Throughout the records below, find each line holding "headboard" and copy it.

(Data items)
━━━━━━━━━━━━━━━━━━━━━━━━━━━━━━
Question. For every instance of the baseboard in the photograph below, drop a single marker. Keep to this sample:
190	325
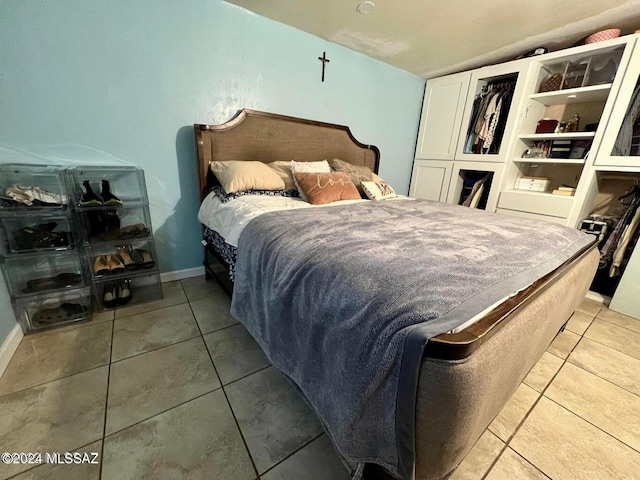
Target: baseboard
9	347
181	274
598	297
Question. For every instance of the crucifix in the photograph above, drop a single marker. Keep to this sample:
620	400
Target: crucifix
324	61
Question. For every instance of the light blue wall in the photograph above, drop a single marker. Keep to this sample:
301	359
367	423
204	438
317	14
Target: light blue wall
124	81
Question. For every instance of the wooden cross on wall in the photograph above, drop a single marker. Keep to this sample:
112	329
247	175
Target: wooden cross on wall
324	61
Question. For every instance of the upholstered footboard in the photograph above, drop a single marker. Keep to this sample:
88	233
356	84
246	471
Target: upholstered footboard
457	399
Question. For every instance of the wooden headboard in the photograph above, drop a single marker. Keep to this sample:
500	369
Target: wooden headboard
━━━━━━━━━━━━━━━━━━━━━━━━━━━━━━
EXERCISE RESULT:
Question. For every instance of the wooden headboard in the photograph above, drop a single marker. Keep to this sample:
Target: wooden headboard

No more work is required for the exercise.